**Problema proposto 1:**
Formate como lista JSON de strings as linhas da listagem que vão da linha que contém "533, row 394." até à linha que contém "column 299, row 244", inclusive. Use uma string por linha e omita as linhas em branco.

**Texto fornecido:**
········
Catarina Martins 7 Setembro de 1973
Coordenadora do Bloco de Esquerda
Dona de uns grandes olhos azuis, expressivos que, às vezes, deixam transparecer uma doçura que a assertividade das palavras parece querer esconder. Nasceu no Porto, mas poder-se-ia dizer que é uma cidadã do mundo, tantas foram as moradas que teve.
Cresceu com outra Catarina, filha de um casal amigo, com quem os pais partilhavam casa. É a primeira memória que tem – vaga - antes do nascimento do irmão, quando tinha quatro anos. Aos seis, mudou-se de “um quotidiano muito duro” entre Santo Tirso e Aveiro para São Tomé, onde os pais foram colocados para dar aulas. Ganhou tempo de qualidade em família, idas diárias à praia, bastava-lhe um vestido e um par de sandálias para ser feliz. Na escola, “safava-se bem”: “Fui a única branca em algumas turmas, mas nunca me senti excluída”, conta Catarina Martins.
Já, o regresso a Portugal, com nove anos, “foi um bocadinho mais complicado”: “Quando cheguei cá,
tinha uma professora extremamente conservadora, que me tratava como quem pensa ‘coitadinha, vem da escola dos pretos’. Lembro-me de me sentir desajustada.” Desajustada parecia-lhe ser também a moda por cá. Habituada a um clima quente e a vestuário minimalista, parecia que, em Portugal, “as pessoas andavam como árvores de Natal”.
········
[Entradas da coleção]
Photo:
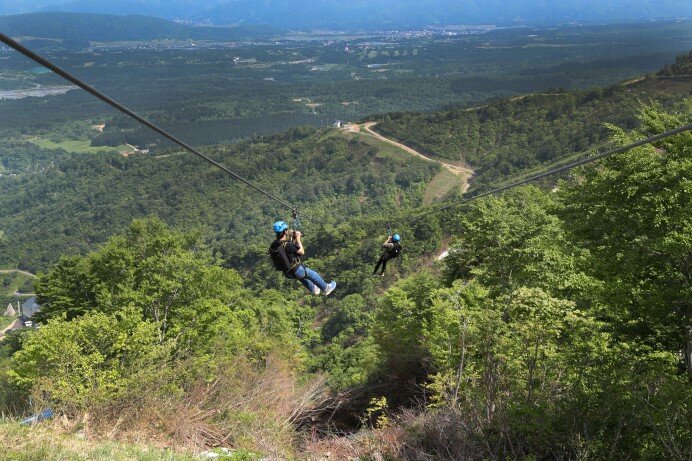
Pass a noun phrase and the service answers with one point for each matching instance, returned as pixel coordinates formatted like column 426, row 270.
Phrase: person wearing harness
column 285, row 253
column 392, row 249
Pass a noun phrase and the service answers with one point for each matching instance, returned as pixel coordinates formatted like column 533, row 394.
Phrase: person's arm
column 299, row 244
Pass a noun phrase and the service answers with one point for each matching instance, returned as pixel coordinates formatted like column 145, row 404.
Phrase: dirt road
········
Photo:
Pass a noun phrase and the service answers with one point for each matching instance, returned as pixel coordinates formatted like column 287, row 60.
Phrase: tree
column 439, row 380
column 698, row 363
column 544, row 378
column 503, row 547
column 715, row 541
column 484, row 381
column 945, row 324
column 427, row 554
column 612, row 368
········
**Problema proposto 2:**
Responda às seguintes perguntas com base no texto sobre Catarina Martins:
(a) Em que cidade nasceu Catarina Martins?
(b) Que idade tinha quando se mudou para São Tomé?
(c) Com que idade regressou a Portugal?

**Resultado esperado 1:**
[
  "Pass a noun phrase and the service answers with one point for each matching instance, returned as pixel coordinates formatted like column 533, row 394.",
  "Phrase: person's arm",
  "column 299, row 244"
]

**Resultado esperado 2:**
(a) No Porto.
(b) Seis anos.
(c) Com nove anos.